QUOTED TEXT

Setting up the test user and tables
Create a new database user:
docker exec mariadb_columnstore mariadb -e "GRANT ALL PRIVILEGES ON *.* TO 'user'@'%' IDENTIFIED BY 'password';"
Create a new database schema and two tables, one using the InnoDB engine and another using ColumnStore:
CREATE DATABASE book_demo;
USE DATABASE book_demo;
CREATE TABLE book
(
id int(11) NOT NULL AUTO_INCREMENT,
title varchar(255) DEFAULT NULL,
author varchar(255) DEFAULT NULL,
publish_date date DEFAULT NULL,
pages int(8) DEFAULT NULL,
image_data longtext DEFAULT NULL,
PRIMARY KEY (id)
) engine = InnoDB;
CREATE TABLE book_analytics
(
id int(11) NOT NULL,
title varchar(255) DEFAULT NULL,
author varchar(255) DEFAULT NULL,
publish_date date DEFAULT NULL,
pages int(8) DEFAULT NULL
) engine = ColumnStore;
Generating test data using Java
Create a new project using the Spring Initializr and add the Spring Data JPA, MariaDB Driver, Lombok, and Vaadin dependencies. Also, add the following dependency to the pom.xml file:
<dependency>
<groupId>com.vaadin</groupId>
<artifactId>exampledata</artifactId>
<version>4.0.0</version>
</dependency>
Configure the database connection in the application.properties file:
spring.datasource.url=jdbc:mariadb://localhost:3306/book_demo
spring.datasource.username=user
spring.datasource.password=password
Create a new JPA Entity class to encapsulate the test data and persist it in a table row:
package com.example;
import lombok.Data;
import lombok.EqualsAndHashCode;
import javax.persistence.*;
import java.time.LocalDate;
@Data
@EqualsAndHashCode(onlyExplicitlyIncluded = true)
@Entity
@Table(name = "book")
public class Book {
@EqualsAndHashCode.Include
@Id
@GeneratedValue(strategy = GenerationType.IDENTITY)
private Integer id;
private String title;
private String author;
private LocalDate publishDate;
private Integer pages;
@Lob
private String imageData;
}
Create a new repository:
package com.example;
import org.springframework.data.jpa.repository.JpaRepository;
import org.springframework.stereotype.Repository;
@Repository
public interface BookRepository extends JpaRepository<Book, Integer> {
}
Create a service class with logic to generate realistic random test data in batches:
package com.example;
import com.vaadin.exampledata.ChanceIntegerType;
import com.vaadin.exampledata.DataType;
import com.vaadin.exampledata.ExampleDataGenerator;
import lombok.RequiredArgsConstructor;
import lombok.extern.log4j.Log4j2;
import org.springframework.stereotype.Service;
import java.time.LocalDateTime;
import java.util.List;
import java.util.Random;
@Service
@RequiredArgsConstructor
@Log4j2
public class GeneratorService {
private final BookRepository repository;
public void generate(int batchSize, int batches) {
var generator = new ExampleDataGenerator<>(Book.class, LocalDateTime.now());
generator.setData(Book::setTitle, DataType.BOOK_TITLE);
generator.setData(Book::setAuthor, DataType.FULL_NAME);
generator.setData(Book::setPublishDate, DataType.DATE_LAST_10_YEARS);
generator.setData(Book::setPages, new ChanceIntegerType("integer", "{min: 20, max: 1000}"));
generator.setData(Book::setImageData, DataType.BOOK_IMAGE_URL);
for (int batchNumber = 1; batchNumber <= batches; batchNumber++) {
List<Book> books = generator.create(batchSize, new Random().nextInt());
repository.saveAllAndFlush(books);
log.info("Batch " + batchNumber + " completed.");
}
}
}
Create a web UI:
package com.example;
import com.vaadin.flow.component.button.Button;
import com.vaadin.flow.component.html.H1;
import com.vaadin.flow.component.notification.Notification;
import com.vaadin.flow.component.orderedlayout.VerticalLayout;
import com.vaadin.flow.component.textfield.IntegerField;
import com.vaadin.flow.router.PageTitle;
import com.vaadin.flow.router.Route;
import lombok.extern.log4j.Log4j2;
@Route("")

TO DO
#1 In the MariaDB tutorial above, which storage engine does the book_analytics table use?
#2 Extract the part of the MariaDB tutorial above starting at "Create a new database schema" and ending at "PRIMARY KEY (id)".
#3 Continue the MariaDB tutorial above from the point where it stops.

EXTRACTED ENTRIES
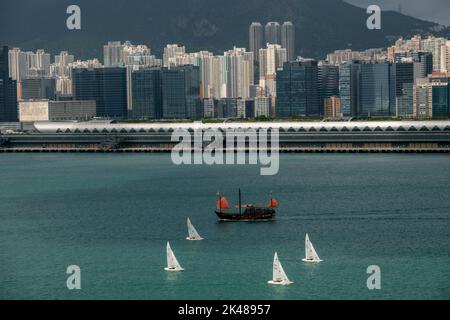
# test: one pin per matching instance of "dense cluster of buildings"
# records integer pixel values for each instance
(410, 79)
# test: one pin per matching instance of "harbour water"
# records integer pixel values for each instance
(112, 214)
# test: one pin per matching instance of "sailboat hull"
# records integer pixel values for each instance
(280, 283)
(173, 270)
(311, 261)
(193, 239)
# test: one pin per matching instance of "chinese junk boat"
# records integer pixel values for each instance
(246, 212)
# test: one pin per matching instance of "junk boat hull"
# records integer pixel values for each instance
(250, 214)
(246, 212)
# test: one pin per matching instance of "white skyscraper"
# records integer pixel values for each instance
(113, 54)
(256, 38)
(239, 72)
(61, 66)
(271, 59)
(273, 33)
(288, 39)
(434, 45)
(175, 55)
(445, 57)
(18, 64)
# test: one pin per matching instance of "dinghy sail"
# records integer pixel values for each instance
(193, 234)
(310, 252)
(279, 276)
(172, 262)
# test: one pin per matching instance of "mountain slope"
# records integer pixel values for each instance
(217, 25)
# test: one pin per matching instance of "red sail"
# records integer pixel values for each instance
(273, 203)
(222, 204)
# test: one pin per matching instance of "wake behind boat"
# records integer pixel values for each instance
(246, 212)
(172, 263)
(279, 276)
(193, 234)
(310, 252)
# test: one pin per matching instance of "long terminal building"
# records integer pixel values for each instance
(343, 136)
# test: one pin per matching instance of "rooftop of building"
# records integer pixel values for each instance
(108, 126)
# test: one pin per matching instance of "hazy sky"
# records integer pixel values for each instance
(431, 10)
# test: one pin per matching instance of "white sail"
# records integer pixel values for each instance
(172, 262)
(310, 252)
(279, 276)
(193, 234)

EXERCISE RESULTS
#1 ColumnStore.

#2
Create a new database schema and two tables, one using the InnoDB engine and another using ColumnStore:
CREATE DATABASE book_demo;
USE DATABASE book_demo;
CREATE TABLE book
(
id int(11) NOT NULL AUTO_INCREMENT,
title varchar(255) DEFAULT NULL,
author varchar(255) DEFAULT NULL,
publish_date date DEFAULT NULL,
pages int(8) DEFAULT NULL,
image_data longtext DEFAULT NULL,
PRIMARY KEY (id)

#3
@PageTitle("Data generator")
@Log4j2
public class GeneratorView extends VerticalLayout {
public GeneratorView(GeneratorService service) {
var batchSize = new IntegerField("Batch size");
var batches = new IntegerField("Batches");
Button start = new Button("Start");
start.addClickListener(event -> {
service.generate(batchSize.getValue(), batches.getValue());
Notification.show("Data generated.");
});
add(new H1("Data generator"), batchSize, batches, start);
}
}
Running the generator web application
The project includes an Application
class with a standard Java entry point method. Run this application as you would with any other Java application using your IDE or the command line with Maven (make sure to use the name of the JAR file that your project generated):
mvn package
java -jar target/test-data-generator-0.0.1-SNAPSHOT.jar
The first build and run of the application take time, but further builds and runs will be faster. You can invoke the application in the browser at http://localhost:8080:
I generated 100 batches of 10000 rows each for a million rows in the database. This takes some time. Check the log if you want to see the progress.
Challenge: Try using the ProgressBar
class, the @Push
annotation, and the UI.access(Command)
to show the progress in the browser.
Running a simple ETL process for analytics
To populate the book_analytics
table, we can execute a simple SQL INSERT statement that serves as an Extract, Transform, Load (ETL) process. In concrete, the image_data
column stores the image potentially used in a web application that shows the cover of a book. We don't need this data for OLAP, which is the reason we didn't include the image_data
column in the book_analytics
table. Populate the data with the following SQL statement:
INSERT INTO book_analytics(id, author, pages, publish_date, title)
SELECT id, author, pages, publish_date, title FROM book;
The process should take only a few seconds for a million rows.
Comparing the performance of analytical queries
Below are some examples of queries that you can use to compare the performance of the ColumnStore engine vs InnoDB. I used an empiric approach and run each query several times (5 to 10 times) taking the fastest run for each. Here are the results:
SELECT COUNT(id) FROM book; -- 251 ms
SELECT COUNT(id) FROM book_analytics; -- 111 ms
SELECT publish_date, SUM(pages) FROM book GROUP BY publish_date; -- 767 ms
SELECT publish_date, SUM(pages) FROM book_analytics GROUP BY publish_date; -- 206 ms
SELECT author, COUNT(id) FROM book GROUP BY author HAVING COUNT(id) > 5; -- 20 s 218 ms
SELECT author, COUNT(id) FROM book_analytics GROUP BY author HAVING COUNT(id) > 5; -- 1 s 93 ms
The biggest difference is in the last query. 20 seconds vs 2 seconds approximately. All the queries show a non-trivial advantage in favor of ColumnStore.
Take into account that for other kinds of database operations, ColumnStore could be slower than InnoDB. For example, queries that read several columns without aggregate functions involved. Always make informed decisions and experiment with queries before deciding on InnoDB, ColumnStore, or other engines for your database tables.